Project Proposal for CS252, Fall 2004
Alvise Bonivento
Distributed Computing on Embedded Networks
The goal of this project is to investigate a design methodology that aims at the development of a general purpose distributed computing system for embedded networks using concepts of classical computer architecture.
Recently I developed a model of computation that, starting from the description of a sensor networks application, generates a set of constraints for sensing and communications that the network has to observe to satisfy application requirements. These constraints are the input to a protocol synthesis engine that I’m developing. The protocol synthesis engine works as follows:
1) I have a set of constraints on latency, sensing, loss rate
2) I have a set of tunable protocols whose operative parameters are determined solving an optimization problem to minimize power consumption
3) I generate the optimal (among my library) solution and the relative code to be downloaded into the nodes.

+---+

#### EXERCISES:
A. Answer these questions about the project proposal, one line each:
(i) For which course and term was the project proposal written?
(ii) What serves as the input to the protocol synthesis engine?
(iii) What does solving the optimization problem for the tunable protocols aim to minimize?
B. From the project proposal, extract the stretch from "Project Proposal for" through "classical computer architecture.".
C. List every kind of constraint named in the first step of the protocol synthesis engine in the project proposal.

+---+

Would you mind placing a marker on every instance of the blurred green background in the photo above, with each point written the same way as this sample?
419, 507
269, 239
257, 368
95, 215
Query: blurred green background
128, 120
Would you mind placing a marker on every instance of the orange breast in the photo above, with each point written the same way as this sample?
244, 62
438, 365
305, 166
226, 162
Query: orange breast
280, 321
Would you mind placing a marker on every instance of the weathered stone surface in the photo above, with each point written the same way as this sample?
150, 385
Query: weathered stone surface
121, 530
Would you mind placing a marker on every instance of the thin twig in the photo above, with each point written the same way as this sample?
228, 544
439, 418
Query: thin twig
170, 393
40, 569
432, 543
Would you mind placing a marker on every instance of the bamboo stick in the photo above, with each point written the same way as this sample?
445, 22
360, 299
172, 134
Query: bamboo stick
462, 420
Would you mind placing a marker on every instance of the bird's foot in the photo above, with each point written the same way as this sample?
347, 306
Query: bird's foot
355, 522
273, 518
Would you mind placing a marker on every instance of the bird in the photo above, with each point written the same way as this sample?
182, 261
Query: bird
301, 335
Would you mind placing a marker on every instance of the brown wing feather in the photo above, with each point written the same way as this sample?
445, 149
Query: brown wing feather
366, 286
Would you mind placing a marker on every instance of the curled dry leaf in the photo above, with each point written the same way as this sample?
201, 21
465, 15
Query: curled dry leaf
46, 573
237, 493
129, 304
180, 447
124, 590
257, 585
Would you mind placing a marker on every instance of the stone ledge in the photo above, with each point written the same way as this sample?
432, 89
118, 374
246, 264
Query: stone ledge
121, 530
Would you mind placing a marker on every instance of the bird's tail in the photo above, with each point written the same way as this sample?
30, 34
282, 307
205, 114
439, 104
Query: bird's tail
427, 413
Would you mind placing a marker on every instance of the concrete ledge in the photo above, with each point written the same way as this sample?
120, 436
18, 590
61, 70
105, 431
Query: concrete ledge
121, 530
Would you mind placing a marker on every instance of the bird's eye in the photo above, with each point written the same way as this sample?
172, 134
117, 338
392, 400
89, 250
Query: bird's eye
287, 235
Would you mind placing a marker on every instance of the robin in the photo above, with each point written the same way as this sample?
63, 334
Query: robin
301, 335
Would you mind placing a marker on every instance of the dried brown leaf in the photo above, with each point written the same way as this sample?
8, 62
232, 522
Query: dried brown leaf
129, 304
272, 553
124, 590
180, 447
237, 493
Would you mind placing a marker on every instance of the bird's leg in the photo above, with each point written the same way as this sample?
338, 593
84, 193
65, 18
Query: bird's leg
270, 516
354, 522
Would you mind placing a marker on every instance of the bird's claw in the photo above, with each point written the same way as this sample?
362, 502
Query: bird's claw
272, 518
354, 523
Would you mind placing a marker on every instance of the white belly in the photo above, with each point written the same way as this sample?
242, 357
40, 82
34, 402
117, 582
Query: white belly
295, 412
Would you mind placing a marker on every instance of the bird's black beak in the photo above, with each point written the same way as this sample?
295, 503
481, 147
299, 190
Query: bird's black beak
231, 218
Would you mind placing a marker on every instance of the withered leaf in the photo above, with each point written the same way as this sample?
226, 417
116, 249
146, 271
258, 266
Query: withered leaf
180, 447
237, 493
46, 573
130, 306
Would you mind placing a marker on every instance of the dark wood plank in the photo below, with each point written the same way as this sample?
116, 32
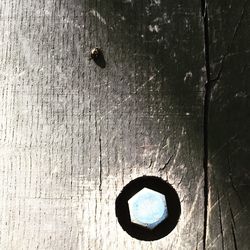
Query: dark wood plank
229, 141
73, 134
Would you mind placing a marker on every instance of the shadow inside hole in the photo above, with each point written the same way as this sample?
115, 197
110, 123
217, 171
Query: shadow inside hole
137, 231
100, 61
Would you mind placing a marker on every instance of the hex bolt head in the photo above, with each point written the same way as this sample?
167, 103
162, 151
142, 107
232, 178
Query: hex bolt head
148, 208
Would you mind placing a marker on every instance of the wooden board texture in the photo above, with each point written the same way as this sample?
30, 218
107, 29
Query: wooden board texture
73, 134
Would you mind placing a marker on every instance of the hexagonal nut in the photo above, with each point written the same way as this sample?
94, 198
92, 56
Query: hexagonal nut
148, 208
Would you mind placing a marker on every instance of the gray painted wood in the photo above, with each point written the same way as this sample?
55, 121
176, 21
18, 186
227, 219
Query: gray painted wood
73, 134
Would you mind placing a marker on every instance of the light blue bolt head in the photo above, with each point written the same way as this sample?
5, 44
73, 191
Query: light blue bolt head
148, 208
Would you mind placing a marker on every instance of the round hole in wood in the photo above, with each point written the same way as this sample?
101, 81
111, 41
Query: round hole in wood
138, 189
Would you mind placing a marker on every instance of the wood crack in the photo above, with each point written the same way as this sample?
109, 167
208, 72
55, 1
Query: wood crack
204, 12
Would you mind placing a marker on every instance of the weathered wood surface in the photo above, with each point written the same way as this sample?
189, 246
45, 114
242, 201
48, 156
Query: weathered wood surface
73, 134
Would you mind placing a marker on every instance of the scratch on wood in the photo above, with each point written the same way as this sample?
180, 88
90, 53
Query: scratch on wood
236, 29
220, 217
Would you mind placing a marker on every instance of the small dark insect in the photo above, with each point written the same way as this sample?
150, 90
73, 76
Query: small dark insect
95, 53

+---+

#### SOLUTIONS FOR EACH TASK:
A.
(i) CS252, Fall 2004
(ii) The set of constraints for sensing and communications generated by the model of computation
(iii) Power consumption

B.
Project Proposal for CS252, Fall 2004
Alvise Bonivento
Distributed Computing on Embedded Networks
The goal of this project is to investigate a design methodology that aims at the development of a general purpose distributed computing system for embedded networks using concepts of classical computer architecture.

C.
Latency
Sensing
Loss rate